## Excerto fornecido
***

Associação critica PSD e CDS e diz que "nem se deram ao trabalho de perceber realmente o que é a violência obstétrica", mas há também quem afirme, do lado dos médicos, que a lei vigente é "completamente desajustada para a realidade"
O Observatório de Violência Obstétrica (OVO) não vê com bons olhos a intenção de PSD e CDS em eliminar este conceito da lei, através da remoção do termo da lei.
“Tanto a revogação como uma alteração, retirando o termo, é um passo atrás porque é não assumir o que existe”, diz Lígia Morais, uma das fundadoras do OVO, à CNN Portugal. “Nós precisamos de nomear para combater. E neste caso, nomeamos a violência obstétrica para a combater. O Estado tem a obrigação de olhar para este problema de saúde pública e combatê-lo. Se retiramos o nome, estamos também a retirar o nome a todas as mulheres que se identificam com isto.”

***

## Dados fornecidos

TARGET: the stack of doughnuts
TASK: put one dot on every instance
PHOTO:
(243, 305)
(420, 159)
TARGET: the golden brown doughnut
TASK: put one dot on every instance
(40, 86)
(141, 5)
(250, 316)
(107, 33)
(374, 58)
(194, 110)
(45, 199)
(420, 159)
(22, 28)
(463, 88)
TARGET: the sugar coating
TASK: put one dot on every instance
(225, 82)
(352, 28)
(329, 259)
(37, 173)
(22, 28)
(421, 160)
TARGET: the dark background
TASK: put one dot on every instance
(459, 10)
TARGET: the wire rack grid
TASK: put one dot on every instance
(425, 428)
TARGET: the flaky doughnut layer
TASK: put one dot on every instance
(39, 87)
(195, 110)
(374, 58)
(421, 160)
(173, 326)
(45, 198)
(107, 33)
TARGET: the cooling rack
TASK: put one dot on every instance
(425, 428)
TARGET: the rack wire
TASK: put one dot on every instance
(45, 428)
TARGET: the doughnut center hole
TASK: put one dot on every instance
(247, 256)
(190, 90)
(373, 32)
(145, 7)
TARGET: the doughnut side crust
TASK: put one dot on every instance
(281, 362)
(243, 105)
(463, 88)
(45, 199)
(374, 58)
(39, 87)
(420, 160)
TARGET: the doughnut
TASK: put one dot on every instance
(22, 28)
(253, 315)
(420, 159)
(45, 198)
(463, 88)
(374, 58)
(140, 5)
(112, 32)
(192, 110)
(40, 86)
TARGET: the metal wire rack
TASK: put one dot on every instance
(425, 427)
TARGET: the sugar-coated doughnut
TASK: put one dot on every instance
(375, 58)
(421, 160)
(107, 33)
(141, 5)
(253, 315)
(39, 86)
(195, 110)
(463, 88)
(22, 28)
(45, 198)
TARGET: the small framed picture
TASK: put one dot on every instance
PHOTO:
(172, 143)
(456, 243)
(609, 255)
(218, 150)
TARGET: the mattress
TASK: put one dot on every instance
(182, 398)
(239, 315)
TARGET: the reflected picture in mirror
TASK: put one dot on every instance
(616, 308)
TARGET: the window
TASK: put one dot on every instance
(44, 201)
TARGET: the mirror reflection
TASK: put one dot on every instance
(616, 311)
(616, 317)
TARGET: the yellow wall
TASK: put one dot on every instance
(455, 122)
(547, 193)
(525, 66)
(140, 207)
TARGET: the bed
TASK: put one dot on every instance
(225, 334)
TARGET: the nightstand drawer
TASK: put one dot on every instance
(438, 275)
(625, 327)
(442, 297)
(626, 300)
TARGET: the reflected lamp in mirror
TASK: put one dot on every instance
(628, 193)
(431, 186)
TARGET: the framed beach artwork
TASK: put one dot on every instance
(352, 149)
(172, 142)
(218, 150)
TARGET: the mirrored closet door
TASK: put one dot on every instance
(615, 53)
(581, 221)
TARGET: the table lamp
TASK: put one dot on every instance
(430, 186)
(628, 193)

***

## Tarefa a resolver
Dê seguimento ao excerto sobre a violência obstétrica, escrevendo o que vem depois da sua última frase.

## Resposta ao exercício
Lígia Morais afirma que os partidos que propuseram a remoção do termo “nem se deram ao trabalho de perceber realmente o que é a violência obstétrica e o quanto isto impacta, em termos estruturais, quer mulheres, quer profissionais de saúde”.
“Mais uma vez, estão a mexer numa área que é específica da mulher e a paternalizar a mulher, como que a dizer ‘não, vocês não sentem nada disso’”, refere a responsável.
Perspetiva diferente tem Fernando Cirurgião, diretor de obstetrícia do Hospital de São Francisco Xavier, que considera a lei vigente “completamente desajustada para a realidade”.
“Da forma como o termo [violência obstétrica] estava a ser apresentado e estava a ser defendido, acabava por ser algo penalizador para a parte médica e de tal forma que quase que era incriminador”, defende o médico em entrevista à CNN Portugal.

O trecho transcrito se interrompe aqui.